**How to complete this task**
Write out each record a second time, exactly.

* * * * * * *

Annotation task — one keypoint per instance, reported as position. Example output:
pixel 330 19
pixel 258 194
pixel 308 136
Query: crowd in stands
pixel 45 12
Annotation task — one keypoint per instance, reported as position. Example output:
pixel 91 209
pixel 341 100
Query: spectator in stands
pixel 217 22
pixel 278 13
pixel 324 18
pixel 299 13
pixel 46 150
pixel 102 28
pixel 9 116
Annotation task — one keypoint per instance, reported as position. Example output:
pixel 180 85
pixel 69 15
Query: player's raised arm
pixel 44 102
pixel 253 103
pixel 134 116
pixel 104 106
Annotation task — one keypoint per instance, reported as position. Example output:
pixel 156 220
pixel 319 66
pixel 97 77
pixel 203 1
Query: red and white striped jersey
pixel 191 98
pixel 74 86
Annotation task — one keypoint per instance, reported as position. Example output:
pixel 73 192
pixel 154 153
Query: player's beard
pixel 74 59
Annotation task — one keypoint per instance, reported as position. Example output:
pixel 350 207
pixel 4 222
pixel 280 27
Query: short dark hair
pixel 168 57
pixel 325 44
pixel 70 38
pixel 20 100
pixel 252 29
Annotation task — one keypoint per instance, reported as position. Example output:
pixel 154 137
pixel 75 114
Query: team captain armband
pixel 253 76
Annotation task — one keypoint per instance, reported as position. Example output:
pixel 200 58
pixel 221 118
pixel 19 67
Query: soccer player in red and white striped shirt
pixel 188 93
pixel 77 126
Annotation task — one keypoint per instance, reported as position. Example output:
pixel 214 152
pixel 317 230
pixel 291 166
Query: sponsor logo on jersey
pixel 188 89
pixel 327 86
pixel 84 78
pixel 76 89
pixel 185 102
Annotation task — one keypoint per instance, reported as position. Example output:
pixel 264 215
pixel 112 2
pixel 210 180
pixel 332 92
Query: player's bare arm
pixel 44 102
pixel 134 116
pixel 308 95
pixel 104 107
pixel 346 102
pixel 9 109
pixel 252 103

* * * * * * *

**Completed exercise**
Annotation task — one keypoint per instance, reported as position. Example output:
pixel 330 19
pixel 258 194
pixel 308 136
Query: crowd in stands
pixel 45 12
Annotation task — one keypoint per instance, reported as position. Example output:
pixel 91 209
pixel 341 100
Query: spectator in stands
pixel 217 22
pixel 278 13
pixel 324 18
pixel 299 13
pixel 46 150
pixel 102 28
pixel 9 116
Annotation task — one keypoint per instance, reported as position. Example output:
pixel 180 85
pixel 69 15
Query: player's raised arm
pixel 44 102
pixel 253 103
pixel 134 116
pixel 104 106
Annotation task — one keypoint per instance, reported as position. Example output:
pixel 156 220
pixel 319 66
pixel 97 77
pixel 203 1
Query: red and white striped jersey
pixel 191 98
pixel 74 86
Annotation task — one keypoint per instance, reported as position. Example output:
pixel 73 192
pixel 154 153
Query: player's beard
pixel 74 59
Annotation task — one keypoint per instance, reported as position. Example output:
pixel 350 207
pixel 4 222
pixel 280 27
Query: short dark hair
pixel 168 57
pixel 325 44
pixel 70 38
pixel 20 100
pixel 252 29
Annotation task — one keypoint per instance, reported as position. Example output:
pixel 154 137
pixel 75 114
Query: team captain armband
pixel 253 76
Annotation task — one keypoint per instance, reported as position. Example output:
pixel 200 58
pixel 221 118
pixel 19 67
Query: soccer player in red and white striped shirt
pixel 188 93
pixel 77 126
Annotation task — one keypoint per instance, reported as position. Example output:
pixel 214 152
pixel 317 230
pixel 291 166
Query: sponsor logo on jersey
pixel 188 89
pixel 327 86
pixel 84 78
pixel 76 89
pixel 185 102
Annotation task — one keypoint per instance, reported as position. Example output:
pixel 264 215
pixel 112 2
pixel 210 180
pixel 332 92
Query: player's bare arm
pixel 44 102
pixel 134 116
pixel 308 95
pixel 104 107
pixel 346 102
pixel 9 109
pixel 252 103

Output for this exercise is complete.